**Study text:**
90s Stars Fighting Cancer
- Some of TV’s biggest stars from the 90s are battling – or have beaten – cancer; Dustin Diamond, Shannen Doherty, Joan Lunden, Julia Louis-Dreyfus, Fran Drescher, and Cynthia Nixon are some of our favorite inspiring cancer warriors.
- Following a cancer diagnosis, it’s important to get a strong support network in place to help you through the cancer journey; in addition to loved ones, your oncologist and a therapist can be part of that support system.
- For some people, being vulnerable and transparent during your cancer journey – as many of these stars have been – allows for greater connection with others, and the opportunity to help other people fighting cancer feel less alone.
1. Shannen Doherty
Actress Shannen Doherty, 49, made her mark on the TV world from a young age and hasn’t slowed down since. The star of Charmed and Beverly Hills, 9021, is currently battling metastatic breast cancer. Doherty was first diagnosed with breast cancer in 2016, and it later went into remission following treatment.

**Data shown:**
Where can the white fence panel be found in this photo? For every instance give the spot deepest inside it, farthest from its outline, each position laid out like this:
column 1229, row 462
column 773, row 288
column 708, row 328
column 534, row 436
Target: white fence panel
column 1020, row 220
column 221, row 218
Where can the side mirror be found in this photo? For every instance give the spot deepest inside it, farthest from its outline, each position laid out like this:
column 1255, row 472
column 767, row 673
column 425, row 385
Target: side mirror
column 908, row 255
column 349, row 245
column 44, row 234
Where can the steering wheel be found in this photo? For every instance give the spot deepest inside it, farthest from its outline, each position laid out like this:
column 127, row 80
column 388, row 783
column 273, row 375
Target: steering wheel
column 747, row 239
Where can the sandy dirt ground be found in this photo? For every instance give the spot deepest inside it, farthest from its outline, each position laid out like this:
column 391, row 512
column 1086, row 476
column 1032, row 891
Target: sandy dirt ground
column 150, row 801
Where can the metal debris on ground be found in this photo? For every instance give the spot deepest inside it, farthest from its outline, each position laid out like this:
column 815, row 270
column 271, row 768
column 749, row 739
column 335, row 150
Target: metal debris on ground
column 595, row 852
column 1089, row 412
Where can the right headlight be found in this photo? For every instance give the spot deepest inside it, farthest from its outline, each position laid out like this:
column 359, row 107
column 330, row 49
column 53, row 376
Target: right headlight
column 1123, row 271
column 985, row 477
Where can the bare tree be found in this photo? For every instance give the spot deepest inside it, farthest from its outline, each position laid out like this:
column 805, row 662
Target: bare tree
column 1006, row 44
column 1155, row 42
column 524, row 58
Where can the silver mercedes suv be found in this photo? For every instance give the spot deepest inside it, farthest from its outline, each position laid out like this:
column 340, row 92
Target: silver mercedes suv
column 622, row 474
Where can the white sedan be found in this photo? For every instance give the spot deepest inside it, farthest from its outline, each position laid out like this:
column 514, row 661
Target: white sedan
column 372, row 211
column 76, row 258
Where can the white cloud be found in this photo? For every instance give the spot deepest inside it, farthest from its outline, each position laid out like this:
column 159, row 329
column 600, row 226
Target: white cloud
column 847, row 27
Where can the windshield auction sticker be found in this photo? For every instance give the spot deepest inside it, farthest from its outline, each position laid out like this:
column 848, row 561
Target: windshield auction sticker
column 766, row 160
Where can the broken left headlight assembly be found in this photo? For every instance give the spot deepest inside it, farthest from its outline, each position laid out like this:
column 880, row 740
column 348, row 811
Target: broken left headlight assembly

**Required actions:**
A) In two sentences, summarize the text on 90s stars fighting cancer.
B) Which stars does the opening bullet of the text on 90s stars fighting cancer name as battling or having beaten cancer? List them all.
C) Write the next few sentences of the text on 90s stars fighting cancer, picking up after its final sentence.
The lines are separate material, unconnected to the text on 90s stars fighting cancer.

**Task responses:**
A) Several TV stars from the 90s, including Shannen Doherty, Fran Drescher, and Cynthia Nixon, are battling or have beaten cancer, and the text stresses building a support network of loved ones, an oncologist, and a therapist after a diagnosis. It also notes that openness during the cancer journey can help people connect and make others fighting cancer feel less alone, and it describes how Doherty, first diagnosed with breast cancer in 2016 and later in remission, is now battling metastatic breast cancer.

B)
- Dustin Diamond
- Shannen Doherty
- Joan Lunden
- Julia Louis-Dreyfus
- Fran Drescher
- Cynthia Nixon

C)
But in February 2020, Doherty shared with the world that her breast cancer had returned, and this time, it had spread. The actress has been an incredible advocate for breast cancer awareness throughout her fight, encouraging other women to get screened and to check themselves for lumps.
2. Dustin Diamond
Dustin Diamond, 44, is currently hospitalized in Florida after a lump on his neck led him to seek care. The Saved by the Bell actor who is most famous for his character of Screech reportedly delayed seeing a doctor because he was worried that people would take pictures of him and post them online.
Diamond has reportedly been diagnosed with stage four cancer, and former castmates, like Mario Lopez, have been in touch with him as he faces his disease.
3. Joan Lunden
When TV journalist Joan Lunden, 70, was diagnosed with breast cancer, she used her diagnosis to educate other women about the disease. “Candidly, I never thought I would be one of the women who would get breast cancer. I’m a health advocate,” said Lunden in an earlier interview. “I’m all over America talking to women saying, make sure that you get all of your checkups all the time and – The fact that I didn’t understand the significance of dense breast tissue kind of just lit a fire in me and sent me on this mission to say, here I am a journalist.”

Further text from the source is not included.